◆ Input for this task:
+--

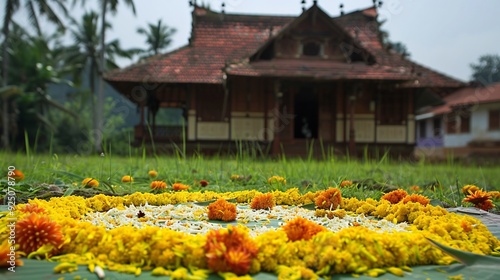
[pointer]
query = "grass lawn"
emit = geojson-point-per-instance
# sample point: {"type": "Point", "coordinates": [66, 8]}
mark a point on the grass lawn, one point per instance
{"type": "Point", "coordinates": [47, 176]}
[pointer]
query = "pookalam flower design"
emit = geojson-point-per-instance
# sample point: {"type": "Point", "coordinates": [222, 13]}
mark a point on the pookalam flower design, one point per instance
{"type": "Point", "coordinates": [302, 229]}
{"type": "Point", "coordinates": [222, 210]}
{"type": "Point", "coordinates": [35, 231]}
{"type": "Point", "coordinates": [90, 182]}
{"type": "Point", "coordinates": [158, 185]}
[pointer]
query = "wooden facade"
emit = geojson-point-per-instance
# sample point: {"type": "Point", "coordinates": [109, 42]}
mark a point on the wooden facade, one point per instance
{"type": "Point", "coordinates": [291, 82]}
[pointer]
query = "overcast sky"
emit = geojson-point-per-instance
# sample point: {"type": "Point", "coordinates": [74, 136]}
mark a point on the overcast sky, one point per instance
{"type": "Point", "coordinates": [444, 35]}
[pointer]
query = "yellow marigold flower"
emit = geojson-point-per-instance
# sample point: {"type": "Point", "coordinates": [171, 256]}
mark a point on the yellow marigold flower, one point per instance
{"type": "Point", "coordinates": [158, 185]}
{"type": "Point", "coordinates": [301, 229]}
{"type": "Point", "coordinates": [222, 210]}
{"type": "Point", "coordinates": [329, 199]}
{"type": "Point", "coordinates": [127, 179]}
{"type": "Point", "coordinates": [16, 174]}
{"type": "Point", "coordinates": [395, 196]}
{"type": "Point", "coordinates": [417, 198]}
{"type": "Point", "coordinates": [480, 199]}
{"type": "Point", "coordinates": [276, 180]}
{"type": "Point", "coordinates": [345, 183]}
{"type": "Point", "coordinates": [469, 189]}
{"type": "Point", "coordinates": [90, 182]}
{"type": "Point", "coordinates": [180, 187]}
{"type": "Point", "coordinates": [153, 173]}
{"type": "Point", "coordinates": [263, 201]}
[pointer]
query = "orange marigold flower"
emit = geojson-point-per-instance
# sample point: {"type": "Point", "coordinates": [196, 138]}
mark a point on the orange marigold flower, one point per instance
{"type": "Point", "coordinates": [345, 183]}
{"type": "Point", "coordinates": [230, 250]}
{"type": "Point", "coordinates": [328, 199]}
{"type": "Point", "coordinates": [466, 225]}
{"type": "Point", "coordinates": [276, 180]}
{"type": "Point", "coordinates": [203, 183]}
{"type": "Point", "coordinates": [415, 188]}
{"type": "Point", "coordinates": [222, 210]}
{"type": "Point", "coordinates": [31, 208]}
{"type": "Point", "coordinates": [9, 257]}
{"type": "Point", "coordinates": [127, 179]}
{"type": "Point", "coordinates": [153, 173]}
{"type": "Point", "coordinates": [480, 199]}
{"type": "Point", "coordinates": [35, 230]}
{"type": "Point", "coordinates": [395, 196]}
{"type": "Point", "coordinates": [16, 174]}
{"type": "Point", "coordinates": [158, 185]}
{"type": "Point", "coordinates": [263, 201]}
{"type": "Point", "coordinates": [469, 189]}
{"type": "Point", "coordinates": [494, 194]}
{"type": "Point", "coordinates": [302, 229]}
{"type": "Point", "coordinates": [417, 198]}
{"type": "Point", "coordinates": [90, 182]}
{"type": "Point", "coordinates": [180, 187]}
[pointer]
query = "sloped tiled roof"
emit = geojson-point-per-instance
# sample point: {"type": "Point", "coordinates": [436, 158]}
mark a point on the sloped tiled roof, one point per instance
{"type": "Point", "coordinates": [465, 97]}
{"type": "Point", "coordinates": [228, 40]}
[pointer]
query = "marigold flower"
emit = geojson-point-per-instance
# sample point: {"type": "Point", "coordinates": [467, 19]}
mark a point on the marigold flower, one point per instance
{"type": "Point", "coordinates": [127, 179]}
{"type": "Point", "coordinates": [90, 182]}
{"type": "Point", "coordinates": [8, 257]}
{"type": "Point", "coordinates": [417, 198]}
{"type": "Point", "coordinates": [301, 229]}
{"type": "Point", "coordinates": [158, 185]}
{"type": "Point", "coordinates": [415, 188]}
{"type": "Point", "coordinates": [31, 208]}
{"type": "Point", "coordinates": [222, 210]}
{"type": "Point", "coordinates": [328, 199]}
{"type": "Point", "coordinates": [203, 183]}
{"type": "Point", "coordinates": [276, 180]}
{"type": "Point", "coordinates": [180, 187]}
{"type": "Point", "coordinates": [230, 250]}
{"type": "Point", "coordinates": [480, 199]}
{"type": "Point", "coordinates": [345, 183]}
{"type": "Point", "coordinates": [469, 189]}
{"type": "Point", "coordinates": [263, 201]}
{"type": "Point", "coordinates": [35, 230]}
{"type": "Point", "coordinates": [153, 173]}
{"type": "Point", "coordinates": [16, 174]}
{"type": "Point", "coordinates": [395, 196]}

+--

◆ The problem:
From the material above, copy everything exactly but the pictures.

◆ Output of the exercise:
[pointer]
query = "grass lawn"
emit = geojson-point-per-instance
# sample point: {"type": "Point", "coordinates": [66, 8]}
mark a point on the grass lawn, one point per instance
{"type": "Point", "coordinates": [47, 176]}
[pointer]
query = "pookalam flower design"
emit = geojson-point-per-instance
# sample point: {"type": "Point", "coordinates": [222, 13]}
mark a point on the pookalam flower design, one point per instance
{"type": "Point", "coordinates": [302, 229]}
{"type": "Point", "coordinates": [222, 210]}
{"type": "Point", "coordinates": [35, 231]}
{"type": "Point", "coordinates": [90, 182]}
{"type": "Point", "coordinates": [158, 185]}
[pointer]
query = "wooden facade"
emit = geojson-point-per-instance
# sample point: {"type": "Point", "coordinates": [109, 42]}
mark a point on the wooden facade, one point per instance
{"type": "Point", "coordinates": [291, 82]}
[pointer]
query = "overcast sky"
emit = geojson-point-per-instance
# sample point: {"type": "Point", "coordinates": [74, 136]}
mark a point on the overcast sky, one point per instance
{"type": "Point", "coordinates": [444, 35]}
[pointer]
query = "yellow marigold flower"
emit = geojson-point-per-instance
# sample point: {"type": "Point", "coordinates": [171, 256]}
mark a point on the yellow marigold flower, one point per instance
{"type": "Point", "coordinates": [158, 185]}
{"type": "Point", "coordinates": [301, 229]}
{"type": "Point", "coordinates": [222, 210]}
{"type": "Point", "coordinates": [329, 199]}
{"type": "Point", "coordinates": [127, 179]}
{"type": "Point", "coordinates": [16, 174]}
{"type": "Point", "coordinates": [395, 196]}
{"type": "Point", "coordinates": [417, 198]}
{"type": "Point", "coordinates": [480, 199]}
{"type": "Point", "coordinates": [276, 180]}
{"type": "Point", "coordinates": [345, 183]}
{"type": "Point", "coordinates": [469, 189]}
{"type": "Point", "coordinates": [90, 182]}
{"type": "Point", "coordinates": [180, 187]}
{"type": "Point", "coordinates": [153, 173]}
{"type": "Point", "coordinates": [263, 201]}
[pointer]
query = "orange marigold flower"
emit = geojson-point-per-instance
# sample point: {"type": "Point", "coordinates": [196, 138]}
mark a point on the orange marigold flower, one point per instance
{"type": "Point", "coordinates": [345, 183]}
{"type": "Point", "coordinates": [230, 250]}
{"type": "Point", "coordinates": [328, 199]}
{"type": "Point", "coordinates": [466, 225]}
{"type": "Point", "coordinates": [276, 180]}
{"type": "Point", "coordinates": [203, 183]}
{"type": "Point", "coordinates": [415, 188]}
{"type": "Point", "coordinates": [222, 210]}
{"type": "Point", "coordinates": [31, 208]}
{"type": "Point", "coordinates": [9, 257]}
{"type": "Point", "coordinates": [127, 179]}
{"type": "Point", "coordinates": [153, 173]}
{"type": "Point", "coordinates": [480, 199]}
{"type": "Point", "coordinates": [35, 230]}
{"type": "Point", "coordinates": [395, 196]}
{"type": "Point", "coordinates": [16, 174]}
{"type": "Point", "coordinates": [158, 185]}
{"type": "Point", "coordinates": [263, 201]}
{"type": "Point", "coordinates": [469, 189]}
{"type": "Point", "coordinates": [494, 194]}
{"type": "Point", "coordinates": [302, 229]}
{"type": "Point", "coordinates": [417, 198]}
{"type": "Point", "coordinates": [90, 182]}
{"type": "Point", "coordinates": [180, 187]}
[pointer]
query = "sloped tiled roof"
emit = geojson-point-per-instance
# sample point: {"type": "Point", "coordinates": [436, 158]}
mark a point on the sloped tiled roof, one point per instance
{"type": "Point", "coordinates": [465, 97]}
{"type": "Point", "coordinates": [228, 40]}
[pointer]
query = "marigold flower"
emit = geojson-point-per-instance
# sample point: {"type": "Point", "coordinates": [467, 19]}
mark a point on the marigold flower, one point per instance
{"type": "Point", "coordinates": [127, 179]}
{"type": "Point", "coordinates": [90, 182]}
{"type": "Point", "coordinates": [8, 257]}
{"type": "Point", "coordinates": [417, 198]}
{"type": "Point", "coordinates": [301, 229]}
{"type": "Point", "coordinates": [158, 185]}
{"type": "Point", "coordinates": [415, 188]}
{"type": "Point", "coordinates": [31, 208]}
{"type": "Point", "coordinates": [222, 210]}
{"type": "Point", "coordinates": [328, 199]}
{"type": "Point", "coordinates": [203, 183]}
{"type": "Point", "coordinates": [276, 180]}
{"type": "Point", "coordinates": [180, 187]}
{"type": "Point", "coordinates": [230, 250]}
{"type": "Point", "coordinates": [480, 199]}
{"type": "Point", "coordinates": [345, 183]}
{"type": "Point", "coordinates": [469, 189]}
{"type": "Point", "coordinates": [263, 201]}
{"type": "Point", "coordinates": [35, 230]}
{"type": "Point", "coordinates": [153, 173]}
{"type": "Point", "coordinates": [16, 174]}
{"type": "Point", "coordinates": [395, 196]}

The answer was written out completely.